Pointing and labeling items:
start

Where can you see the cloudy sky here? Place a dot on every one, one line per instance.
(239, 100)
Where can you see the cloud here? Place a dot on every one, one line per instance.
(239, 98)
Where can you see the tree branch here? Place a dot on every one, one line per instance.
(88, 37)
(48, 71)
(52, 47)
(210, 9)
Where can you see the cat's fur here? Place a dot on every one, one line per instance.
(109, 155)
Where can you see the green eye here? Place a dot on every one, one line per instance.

end
start

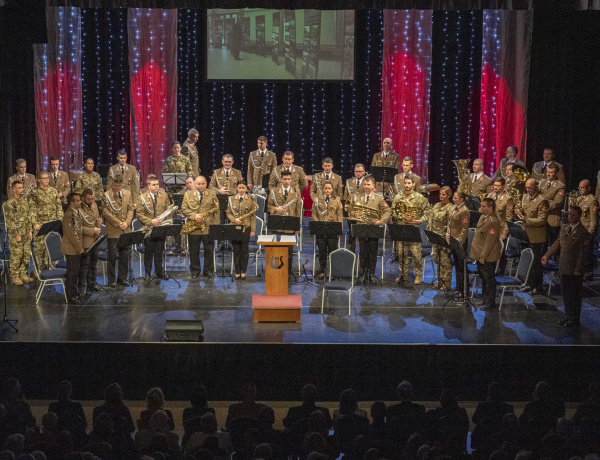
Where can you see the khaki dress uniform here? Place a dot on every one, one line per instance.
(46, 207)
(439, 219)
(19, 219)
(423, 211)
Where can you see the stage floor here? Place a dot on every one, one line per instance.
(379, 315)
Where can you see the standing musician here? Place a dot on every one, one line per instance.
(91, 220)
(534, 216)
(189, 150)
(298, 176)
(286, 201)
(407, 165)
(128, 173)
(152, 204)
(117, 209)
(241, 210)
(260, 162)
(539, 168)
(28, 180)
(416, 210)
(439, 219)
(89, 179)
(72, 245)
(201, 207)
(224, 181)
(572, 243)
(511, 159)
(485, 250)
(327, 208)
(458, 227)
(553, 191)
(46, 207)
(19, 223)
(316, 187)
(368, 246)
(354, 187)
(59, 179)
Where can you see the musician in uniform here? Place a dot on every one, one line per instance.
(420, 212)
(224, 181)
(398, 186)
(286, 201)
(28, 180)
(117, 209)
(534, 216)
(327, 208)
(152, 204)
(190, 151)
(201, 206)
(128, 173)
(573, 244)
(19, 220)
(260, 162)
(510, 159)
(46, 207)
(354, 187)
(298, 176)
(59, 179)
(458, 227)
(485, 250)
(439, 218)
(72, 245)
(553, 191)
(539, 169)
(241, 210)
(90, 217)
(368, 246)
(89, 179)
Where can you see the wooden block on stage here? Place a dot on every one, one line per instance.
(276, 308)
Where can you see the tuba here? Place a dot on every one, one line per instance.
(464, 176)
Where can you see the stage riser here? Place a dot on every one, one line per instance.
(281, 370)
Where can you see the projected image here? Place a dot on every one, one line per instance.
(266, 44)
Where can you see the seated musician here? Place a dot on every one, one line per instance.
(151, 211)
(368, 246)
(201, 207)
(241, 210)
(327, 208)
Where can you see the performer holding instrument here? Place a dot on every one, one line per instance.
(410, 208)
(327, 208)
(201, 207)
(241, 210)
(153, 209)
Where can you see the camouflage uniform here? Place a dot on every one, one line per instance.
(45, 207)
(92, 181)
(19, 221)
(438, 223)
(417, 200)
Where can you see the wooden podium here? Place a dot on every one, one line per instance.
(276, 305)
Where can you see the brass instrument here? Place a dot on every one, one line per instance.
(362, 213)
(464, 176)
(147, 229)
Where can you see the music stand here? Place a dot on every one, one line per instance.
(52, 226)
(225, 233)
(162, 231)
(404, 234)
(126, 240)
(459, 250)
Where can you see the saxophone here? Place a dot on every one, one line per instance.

end
start

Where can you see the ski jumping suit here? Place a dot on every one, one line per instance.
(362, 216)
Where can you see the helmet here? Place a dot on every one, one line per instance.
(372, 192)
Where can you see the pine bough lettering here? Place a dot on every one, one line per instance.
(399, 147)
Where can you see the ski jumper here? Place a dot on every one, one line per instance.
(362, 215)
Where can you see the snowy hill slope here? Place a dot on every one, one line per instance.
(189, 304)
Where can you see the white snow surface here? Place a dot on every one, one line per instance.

end

§ To be done
Update the items from the line containing "Where can you see the wooden podium" up to and including the line containing "Where can you see the saxophone", replacing "music stand" with "sheet music stand" and leaving everything else unchanged.

§ Problem solution
Where can you see the wooden podium here? Place a dot on every one, one line per instance.
(276, 305)
Where can you see the brass instrument here? Place a dot on every one, one line per instance.
(362, 213)
(464, 176)
(147, 229)
Where can you see the sheet music stand here? Place a dot on every one, one line per instance.
(52, 226)
(225, 233)
(162, 231)
(404, 234)
(126, 240)
(459, 250)
Where can you see the saxophone here? Place a dot on every one, one line per instance.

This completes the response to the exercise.